*** Working data ***

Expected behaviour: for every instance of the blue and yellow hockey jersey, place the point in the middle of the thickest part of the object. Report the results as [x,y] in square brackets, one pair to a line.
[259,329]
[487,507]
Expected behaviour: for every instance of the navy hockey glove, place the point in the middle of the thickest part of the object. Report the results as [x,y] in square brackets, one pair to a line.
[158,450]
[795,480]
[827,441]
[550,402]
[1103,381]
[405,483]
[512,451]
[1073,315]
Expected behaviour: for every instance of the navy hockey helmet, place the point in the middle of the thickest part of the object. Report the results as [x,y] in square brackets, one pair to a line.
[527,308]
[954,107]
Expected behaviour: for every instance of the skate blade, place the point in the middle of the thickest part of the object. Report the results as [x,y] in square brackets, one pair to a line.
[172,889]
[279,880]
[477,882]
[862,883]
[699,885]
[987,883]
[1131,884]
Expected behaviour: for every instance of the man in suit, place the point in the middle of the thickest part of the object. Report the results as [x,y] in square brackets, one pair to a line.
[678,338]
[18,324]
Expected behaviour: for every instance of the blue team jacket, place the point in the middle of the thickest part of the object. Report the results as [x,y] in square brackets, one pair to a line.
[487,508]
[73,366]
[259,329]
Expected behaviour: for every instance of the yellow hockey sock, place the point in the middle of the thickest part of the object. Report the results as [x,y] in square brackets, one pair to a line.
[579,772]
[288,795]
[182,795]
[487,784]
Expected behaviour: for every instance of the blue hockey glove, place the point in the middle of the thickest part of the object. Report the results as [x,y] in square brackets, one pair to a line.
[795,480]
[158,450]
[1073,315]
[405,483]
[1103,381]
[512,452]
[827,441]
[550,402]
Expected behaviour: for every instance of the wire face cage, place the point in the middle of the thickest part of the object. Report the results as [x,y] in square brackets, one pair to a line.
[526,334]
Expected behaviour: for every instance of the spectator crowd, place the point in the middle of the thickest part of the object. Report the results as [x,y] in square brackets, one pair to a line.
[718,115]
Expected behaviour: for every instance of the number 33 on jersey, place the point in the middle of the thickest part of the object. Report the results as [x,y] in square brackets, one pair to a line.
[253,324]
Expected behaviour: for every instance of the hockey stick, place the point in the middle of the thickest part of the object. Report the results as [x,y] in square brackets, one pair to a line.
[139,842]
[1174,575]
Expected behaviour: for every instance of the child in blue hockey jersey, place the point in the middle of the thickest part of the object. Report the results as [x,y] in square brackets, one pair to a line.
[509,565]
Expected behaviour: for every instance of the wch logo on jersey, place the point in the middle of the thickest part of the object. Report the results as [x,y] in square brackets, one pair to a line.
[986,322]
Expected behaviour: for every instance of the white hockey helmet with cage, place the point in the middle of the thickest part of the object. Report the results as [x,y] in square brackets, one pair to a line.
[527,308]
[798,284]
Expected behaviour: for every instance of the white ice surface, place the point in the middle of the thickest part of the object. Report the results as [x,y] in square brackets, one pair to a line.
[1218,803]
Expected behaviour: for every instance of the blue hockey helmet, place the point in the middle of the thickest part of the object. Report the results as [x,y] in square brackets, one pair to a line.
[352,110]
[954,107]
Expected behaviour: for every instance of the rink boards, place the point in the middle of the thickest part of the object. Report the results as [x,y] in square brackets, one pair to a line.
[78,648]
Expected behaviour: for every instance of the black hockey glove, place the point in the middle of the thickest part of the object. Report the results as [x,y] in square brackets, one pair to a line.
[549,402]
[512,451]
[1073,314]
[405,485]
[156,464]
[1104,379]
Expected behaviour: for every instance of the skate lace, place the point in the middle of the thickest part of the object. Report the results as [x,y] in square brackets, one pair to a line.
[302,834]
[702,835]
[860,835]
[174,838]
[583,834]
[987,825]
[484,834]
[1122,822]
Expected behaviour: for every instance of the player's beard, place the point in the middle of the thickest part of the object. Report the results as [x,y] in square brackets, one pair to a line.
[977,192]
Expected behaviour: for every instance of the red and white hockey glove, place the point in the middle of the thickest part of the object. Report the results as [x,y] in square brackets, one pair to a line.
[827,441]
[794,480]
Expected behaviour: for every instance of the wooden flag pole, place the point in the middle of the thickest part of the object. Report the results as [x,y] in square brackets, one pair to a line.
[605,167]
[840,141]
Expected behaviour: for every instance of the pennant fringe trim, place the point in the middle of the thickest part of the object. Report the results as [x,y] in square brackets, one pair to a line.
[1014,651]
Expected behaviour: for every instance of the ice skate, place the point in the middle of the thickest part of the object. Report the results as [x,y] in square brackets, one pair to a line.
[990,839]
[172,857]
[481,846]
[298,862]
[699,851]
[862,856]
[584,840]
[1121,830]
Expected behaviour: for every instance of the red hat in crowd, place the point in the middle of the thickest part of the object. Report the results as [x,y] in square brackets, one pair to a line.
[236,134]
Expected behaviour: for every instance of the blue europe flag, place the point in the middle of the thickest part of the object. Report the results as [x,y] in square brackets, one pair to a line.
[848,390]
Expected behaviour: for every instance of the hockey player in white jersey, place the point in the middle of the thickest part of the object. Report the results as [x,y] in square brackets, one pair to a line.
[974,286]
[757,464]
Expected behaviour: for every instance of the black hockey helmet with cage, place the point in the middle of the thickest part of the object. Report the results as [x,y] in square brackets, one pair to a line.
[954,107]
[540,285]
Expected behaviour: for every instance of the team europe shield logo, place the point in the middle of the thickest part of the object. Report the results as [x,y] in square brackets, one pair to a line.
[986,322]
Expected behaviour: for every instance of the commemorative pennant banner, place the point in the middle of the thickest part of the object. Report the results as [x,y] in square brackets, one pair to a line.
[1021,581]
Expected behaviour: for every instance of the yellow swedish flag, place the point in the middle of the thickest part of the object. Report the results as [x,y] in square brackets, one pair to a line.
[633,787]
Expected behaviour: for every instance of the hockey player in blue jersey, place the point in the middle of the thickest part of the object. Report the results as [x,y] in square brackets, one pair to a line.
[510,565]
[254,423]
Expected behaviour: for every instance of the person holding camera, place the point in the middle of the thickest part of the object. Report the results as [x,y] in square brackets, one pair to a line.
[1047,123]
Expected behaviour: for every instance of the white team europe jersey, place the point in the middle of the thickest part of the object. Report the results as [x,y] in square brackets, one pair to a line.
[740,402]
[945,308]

***

Beginning at the line that holds "Expected behaviour: for every instance of the commemorative", reproduce each line of the records above down to and including the last one.

Expected behaviour: for every instance of the commemorative pennant banner, place the point in the middle of the thickest part of the object. Report the results as [x,y] in square brackets, one pair to a line.
[1021,581]
Expected behaviour: for every instance of the yellow swedish flag, place the point in the middle of the thickest part of the object. Report the results as [x,y] in square brackets, one pair to a line.
[633,787]
Expected behaviour: for every instance of the hockey player in blue jersey, place the point in the middle of the thickest part of the object. Report the results as [x,y] in square brackets, one pair to a line.
[510,565]
[254,423]
Expected behaviour: for every instance of the person holding camera, place the point in the middle of the thickest part of the object. Report the results as [x,y] in square brackets, one pair to a line.
[1047,123]
Expected behaviour: for every instance of the white team europe jersey, place the point in the middle of the thickest part of the object. Report the results as [x,y] in square brackets, one pair to a line.
[740,402]
[945,308]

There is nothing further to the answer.